(Task directions)
Filter the entries for lines with the word "below".

(Data shown)
- - - - -

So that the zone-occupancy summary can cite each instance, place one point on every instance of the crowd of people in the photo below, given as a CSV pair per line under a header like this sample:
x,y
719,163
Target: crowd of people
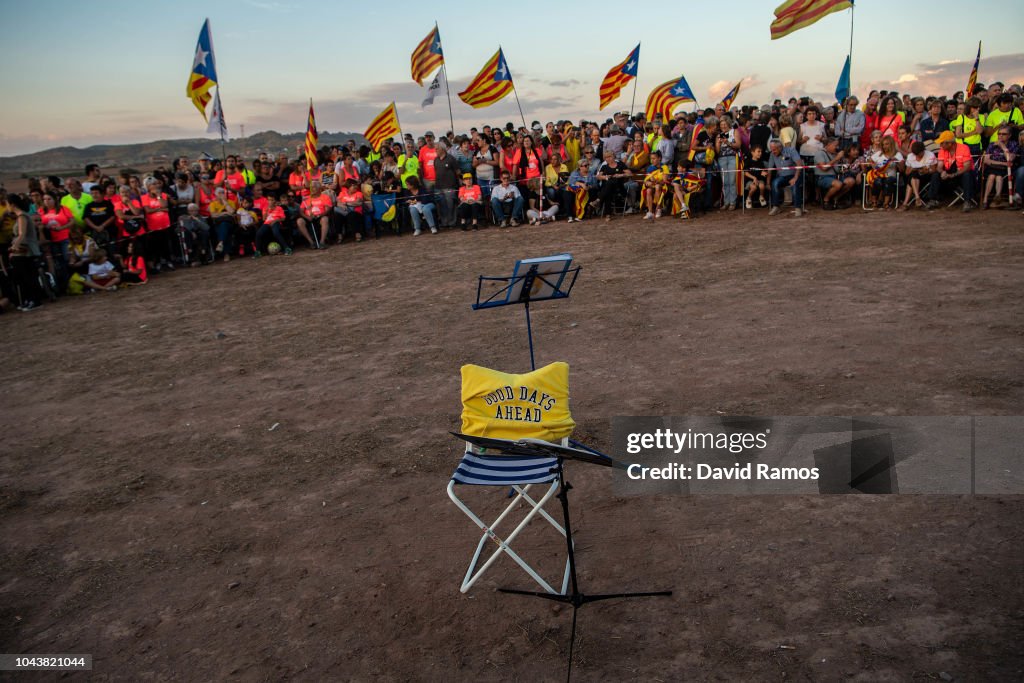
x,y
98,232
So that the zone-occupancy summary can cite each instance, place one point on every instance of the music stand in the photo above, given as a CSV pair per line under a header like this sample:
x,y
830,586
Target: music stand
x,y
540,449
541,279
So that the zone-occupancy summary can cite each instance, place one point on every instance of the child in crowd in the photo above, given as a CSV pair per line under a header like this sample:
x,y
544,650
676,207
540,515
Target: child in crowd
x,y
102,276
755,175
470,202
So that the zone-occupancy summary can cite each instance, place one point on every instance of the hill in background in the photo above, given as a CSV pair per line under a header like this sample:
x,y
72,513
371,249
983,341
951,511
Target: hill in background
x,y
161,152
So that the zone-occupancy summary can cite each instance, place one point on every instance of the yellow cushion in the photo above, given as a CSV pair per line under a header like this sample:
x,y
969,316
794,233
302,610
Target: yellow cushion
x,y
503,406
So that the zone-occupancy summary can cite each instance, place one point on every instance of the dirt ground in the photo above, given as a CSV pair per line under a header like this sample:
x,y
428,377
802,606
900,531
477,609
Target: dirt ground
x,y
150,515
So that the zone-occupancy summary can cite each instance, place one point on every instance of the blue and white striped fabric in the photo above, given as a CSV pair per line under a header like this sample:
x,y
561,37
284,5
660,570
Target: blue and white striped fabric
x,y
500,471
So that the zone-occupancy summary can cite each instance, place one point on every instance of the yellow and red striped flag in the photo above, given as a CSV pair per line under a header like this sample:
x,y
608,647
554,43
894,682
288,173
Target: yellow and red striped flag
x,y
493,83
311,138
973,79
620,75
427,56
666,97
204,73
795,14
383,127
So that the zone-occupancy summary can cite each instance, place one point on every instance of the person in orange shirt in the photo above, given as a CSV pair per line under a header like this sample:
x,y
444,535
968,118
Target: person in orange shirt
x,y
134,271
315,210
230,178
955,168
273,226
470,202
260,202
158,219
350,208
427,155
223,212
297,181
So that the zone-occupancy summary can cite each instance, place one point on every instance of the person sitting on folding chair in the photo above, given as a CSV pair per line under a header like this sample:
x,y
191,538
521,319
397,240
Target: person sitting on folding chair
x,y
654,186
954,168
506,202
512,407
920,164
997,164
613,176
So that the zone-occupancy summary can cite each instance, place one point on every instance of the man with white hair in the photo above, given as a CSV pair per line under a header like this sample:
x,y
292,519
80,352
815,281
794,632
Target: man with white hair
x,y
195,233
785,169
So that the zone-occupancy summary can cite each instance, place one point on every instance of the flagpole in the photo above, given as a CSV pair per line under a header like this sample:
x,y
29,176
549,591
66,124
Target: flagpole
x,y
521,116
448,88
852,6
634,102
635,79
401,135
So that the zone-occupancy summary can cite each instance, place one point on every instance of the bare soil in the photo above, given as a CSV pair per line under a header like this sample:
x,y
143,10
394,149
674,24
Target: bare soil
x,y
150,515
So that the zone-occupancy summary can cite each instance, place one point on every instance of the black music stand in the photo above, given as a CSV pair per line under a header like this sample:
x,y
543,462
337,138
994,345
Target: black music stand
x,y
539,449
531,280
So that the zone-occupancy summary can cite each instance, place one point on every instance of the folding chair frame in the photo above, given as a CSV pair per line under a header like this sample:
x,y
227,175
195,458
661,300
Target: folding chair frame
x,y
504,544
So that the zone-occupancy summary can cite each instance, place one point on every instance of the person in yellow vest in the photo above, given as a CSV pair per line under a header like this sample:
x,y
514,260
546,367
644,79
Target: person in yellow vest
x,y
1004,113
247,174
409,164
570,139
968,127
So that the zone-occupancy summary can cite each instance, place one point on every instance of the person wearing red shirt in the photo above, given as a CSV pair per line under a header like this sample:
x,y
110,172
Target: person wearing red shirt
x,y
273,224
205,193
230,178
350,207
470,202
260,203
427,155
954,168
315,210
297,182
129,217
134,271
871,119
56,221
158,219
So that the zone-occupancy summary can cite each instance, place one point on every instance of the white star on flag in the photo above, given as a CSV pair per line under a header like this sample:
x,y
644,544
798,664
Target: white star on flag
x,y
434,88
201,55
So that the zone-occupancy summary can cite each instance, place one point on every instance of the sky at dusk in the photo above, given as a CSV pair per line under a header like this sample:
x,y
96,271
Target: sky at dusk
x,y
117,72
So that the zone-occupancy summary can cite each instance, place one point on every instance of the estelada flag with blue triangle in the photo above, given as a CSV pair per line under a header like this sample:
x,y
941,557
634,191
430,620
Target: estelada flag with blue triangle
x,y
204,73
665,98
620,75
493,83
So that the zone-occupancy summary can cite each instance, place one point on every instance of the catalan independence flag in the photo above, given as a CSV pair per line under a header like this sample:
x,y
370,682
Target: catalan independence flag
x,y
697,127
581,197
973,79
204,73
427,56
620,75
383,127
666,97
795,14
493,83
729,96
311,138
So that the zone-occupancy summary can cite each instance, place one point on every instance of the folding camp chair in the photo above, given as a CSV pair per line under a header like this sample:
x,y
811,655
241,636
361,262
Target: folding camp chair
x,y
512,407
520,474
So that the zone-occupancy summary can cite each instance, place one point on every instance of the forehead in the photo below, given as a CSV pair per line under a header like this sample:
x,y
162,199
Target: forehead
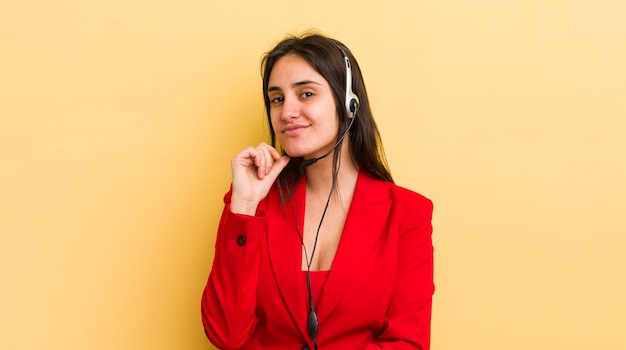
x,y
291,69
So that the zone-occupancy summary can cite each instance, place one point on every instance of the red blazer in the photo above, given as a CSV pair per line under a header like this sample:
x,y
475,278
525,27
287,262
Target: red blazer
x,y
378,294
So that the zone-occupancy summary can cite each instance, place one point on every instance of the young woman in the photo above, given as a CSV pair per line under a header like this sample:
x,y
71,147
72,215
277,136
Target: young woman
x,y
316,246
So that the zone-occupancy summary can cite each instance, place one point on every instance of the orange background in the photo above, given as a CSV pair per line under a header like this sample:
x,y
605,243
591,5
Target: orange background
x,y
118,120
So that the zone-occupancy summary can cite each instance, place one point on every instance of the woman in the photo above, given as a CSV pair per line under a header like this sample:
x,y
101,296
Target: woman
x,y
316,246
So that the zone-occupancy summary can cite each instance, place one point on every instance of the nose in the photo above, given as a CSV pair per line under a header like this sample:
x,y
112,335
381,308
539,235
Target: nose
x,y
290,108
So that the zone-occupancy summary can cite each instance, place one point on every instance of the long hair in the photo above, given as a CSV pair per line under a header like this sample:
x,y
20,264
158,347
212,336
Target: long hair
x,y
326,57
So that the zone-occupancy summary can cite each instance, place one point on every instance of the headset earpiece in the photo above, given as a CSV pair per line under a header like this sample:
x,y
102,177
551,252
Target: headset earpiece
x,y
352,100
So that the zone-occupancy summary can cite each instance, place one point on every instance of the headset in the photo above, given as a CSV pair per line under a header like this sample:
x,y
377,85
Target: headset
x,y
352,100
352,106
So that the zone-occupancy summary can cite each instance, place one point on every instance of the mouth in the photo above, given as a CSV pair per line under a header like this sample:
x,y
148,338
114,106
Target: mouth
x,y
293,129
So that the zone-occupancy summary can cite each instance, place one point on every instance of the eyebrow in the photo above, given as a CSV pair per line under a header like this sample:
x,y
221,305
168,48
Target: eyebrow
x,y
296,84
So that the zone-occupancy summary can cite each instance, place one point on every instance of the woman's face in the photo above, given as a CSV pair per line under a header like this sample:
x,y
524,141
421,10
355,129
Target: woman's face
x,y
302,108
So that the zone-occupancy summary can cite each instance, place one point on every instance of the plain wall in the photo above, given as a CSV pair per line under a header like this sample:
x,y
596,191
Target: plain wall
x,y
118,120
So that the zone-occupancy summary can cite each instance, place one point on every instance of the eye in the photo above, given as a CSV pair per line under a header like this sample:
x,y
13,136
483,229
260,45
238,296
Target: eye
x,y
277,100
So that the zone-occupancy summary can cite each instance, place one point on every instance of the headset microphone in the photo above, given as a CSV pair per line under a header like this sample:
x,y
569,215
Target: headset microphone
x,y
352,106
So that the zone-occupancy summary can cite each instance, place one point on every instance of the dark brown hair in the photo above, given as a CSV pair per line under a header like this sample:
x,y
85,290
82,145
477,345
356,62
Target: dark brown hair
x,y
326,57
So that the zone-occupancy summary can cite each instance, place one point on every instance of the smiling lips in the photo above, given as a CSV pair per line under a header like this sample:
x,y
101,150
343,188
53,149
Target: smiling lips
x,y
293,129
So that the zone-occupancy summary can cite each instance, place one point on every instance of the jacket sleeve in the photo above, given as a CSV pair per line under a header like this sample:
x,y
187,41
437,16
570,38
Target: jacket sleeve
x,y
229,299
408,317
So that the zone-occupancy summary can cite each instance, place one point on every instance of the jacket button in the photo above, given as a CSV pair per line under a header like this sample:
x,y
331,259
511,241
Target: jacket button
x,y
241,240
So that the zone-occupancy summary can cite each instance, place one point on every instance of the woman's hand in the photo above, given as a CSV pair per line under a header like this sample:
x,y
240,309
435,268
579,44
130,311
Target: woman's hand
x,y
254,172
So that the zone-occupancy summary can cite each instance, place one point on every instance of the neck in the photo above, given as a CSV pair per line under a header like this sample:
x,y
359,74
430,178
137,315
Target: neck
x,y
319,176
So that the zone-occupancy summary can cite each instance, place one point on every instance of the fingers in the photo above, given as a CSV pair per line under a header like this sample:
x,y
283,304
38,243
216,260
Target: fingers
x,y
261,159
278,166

- - - - -

(Answer to the exercise)
So that the zone-occupancy summary can cite each instance, place one point on every instance of the crowd of people in the photo below, given as a CSV pair per line under a header like this sample:
So that the zone-occupancy summary can cite each instance, place one point on every instance of the forehead in the photo below, given as a CSV pair per line under a header like this sample:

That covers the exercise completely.